* Your goal *
Nothing may be dropped or altered: reproduce all the data.

-- start Data --

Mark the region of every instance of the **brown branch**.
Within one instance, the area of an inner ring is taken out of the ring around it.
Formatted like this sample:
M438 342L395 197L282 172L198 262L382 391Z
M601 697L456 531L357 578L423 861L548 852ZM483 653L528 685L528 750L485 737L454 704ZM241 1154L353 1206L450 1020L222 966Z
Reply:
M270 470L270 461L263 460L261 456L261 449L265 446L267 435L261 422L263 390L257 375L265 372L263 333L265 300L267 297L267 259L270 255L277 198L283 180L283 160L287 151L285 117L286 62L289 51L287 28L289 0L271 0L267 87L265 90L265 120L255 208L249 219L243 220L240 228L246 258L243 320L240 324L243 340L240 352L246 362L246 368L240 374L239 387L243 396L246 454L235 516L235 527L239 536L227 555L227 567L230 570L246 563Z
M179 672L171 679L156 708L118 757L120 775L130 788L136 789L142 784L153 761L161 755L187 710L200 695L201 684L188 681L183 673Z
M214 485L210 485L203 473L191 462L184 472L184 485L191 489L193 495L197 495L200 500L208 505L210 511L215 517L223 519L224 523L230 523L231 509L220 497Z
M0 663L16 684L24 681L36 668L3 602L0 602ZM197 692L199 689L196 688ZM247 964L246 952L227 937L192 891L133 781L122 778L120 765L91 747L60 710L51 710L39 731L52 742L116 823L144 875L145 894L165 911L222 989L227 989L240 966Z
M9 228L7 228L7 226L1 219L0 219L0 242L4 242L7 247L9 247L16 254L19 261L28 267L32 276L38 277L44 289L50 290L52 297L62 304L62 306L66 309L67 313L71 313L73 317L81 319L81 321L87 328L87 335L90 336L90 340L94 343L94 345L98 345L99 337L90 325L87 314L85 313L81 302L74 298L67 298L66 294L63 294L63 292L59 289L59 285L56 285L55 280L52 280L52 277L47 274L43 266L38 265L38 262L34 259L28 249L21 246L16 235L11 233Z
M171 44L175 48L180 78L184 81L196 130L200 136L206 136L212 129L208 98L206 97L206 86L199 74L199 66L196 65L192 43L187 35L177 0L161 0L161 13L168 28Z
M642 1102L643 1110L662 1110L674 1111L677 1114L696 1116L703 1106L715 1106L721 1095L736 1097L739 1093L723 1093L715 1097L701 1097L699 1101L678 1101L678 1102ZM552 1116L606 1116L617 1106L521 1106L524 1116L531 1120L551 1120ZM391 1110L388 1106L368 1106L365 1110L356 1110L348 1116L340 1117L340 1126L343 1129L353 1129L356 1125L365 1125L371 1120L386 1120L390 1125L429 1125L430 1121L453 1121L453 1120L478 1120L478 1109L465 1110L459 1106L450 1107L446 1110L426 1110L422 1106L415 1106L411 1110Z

-- end Data --

* Written answer *
Mark the region of every instance of the **brown branch**.
Within one instance, the area of an inner ring is taken out of the ring around it.
Formatted like this sample:
M438 342L395 197L282 172L198 262L382 391Z
M601 697L456 531L357 578L423 861L548 852ZM483 653L528 685L528 750L485 737L454 704ZM241 1154L353 1206L450 1020L222 966Z
Reply:
M270 470L270 461L263 460L261 456L261 449L265 446L267 435L261 422L263 390L257 375L265 372L263 333L265 300L267 297L267 259L270 255L277 198L283 180L283 160L287 151L285 117L286 62L289 51L287 28L289 0L271 0L267 87L265 90L265 120L255 208L249 219L243 220L240 228L246 258L243 320L240 324L243 340L240 352L246 362L246 368L240 374L239 387L243 396L246 454L235 516L235 527L239 536L227 555L227 567L230 570L246 563Z
M179 672L171 679L156 708L118 757L120 775L130 788L136 789L142 784L153 761L161 755L187 710L200 695L201 684L188 681L183 673Z
M214 485L210 485L203 473L191 462L184 472L184 485L191 489L193 495L197 495L200 500L208 505L210 511L215 517L223 519L224 523L230 523L231 509L220 497Z
M0 663L16 684L24 681L36 668L3 602L0 602ZM197 692L199 689L196 688ZM247 964L246 952L227 937L192 891L133 781L122 778L120 765L91 747L60 710L51 710L39 731L52 742L116 823L144 875L145 894L165 911L222 989L227 989L240 966Z
M9 228L7 228L7 226L1 219L0 219L0 242L4 242L7 247L9 247L16 254L19 261L28 267L32 276L38 277L44 289L50 290L52 297L62 304L62 306L66 309L67 313L71 313L73 317L81 319L81 321L87 328L87 335L90 336L90 340L94 343L94 345L98 345L99 337L90 325L87 314L85 313L81 302L74 298L67 298L66 294L63 294L63 292L59 289L59 285L56 285L55 280L52 280L52 277L47 274L43 266L38 265L38 262L34 259L28 249L21 246L16 235L11 233Z
M171 44L175 48L180 78L184 81L196 130L200 136L206 136L212 129L208 98L206 97L206 86L199 74L199 66L196 65L192 43L187 35L177 0L161 0L161 13L168 28Z
M642 1102L643 1110L662 1110L674 1111L677 1114L696 1116L703 1106L715 1106L721 1095L736 1097L739 1093L723 1093L715 1097L701 1097L699 1101L678 1101L678 1102ZM552 1116L606 1116L617 1106L521 1106L524 1116L531 1120L551 1120ZM391 1110L388 1106L368 1106L365 1110L356 1110L348 1116L340 1117L340 1126L343 1129L353 1129L356 1125L365 1125L371 1120L386 1120L390 1125L429 1125L430 1121L453 1121L453 1120L478 1120L478 1109L465 1110L459 1106L450 1107L446 1110L426 1110L422 1106L415 1106L411 1110Z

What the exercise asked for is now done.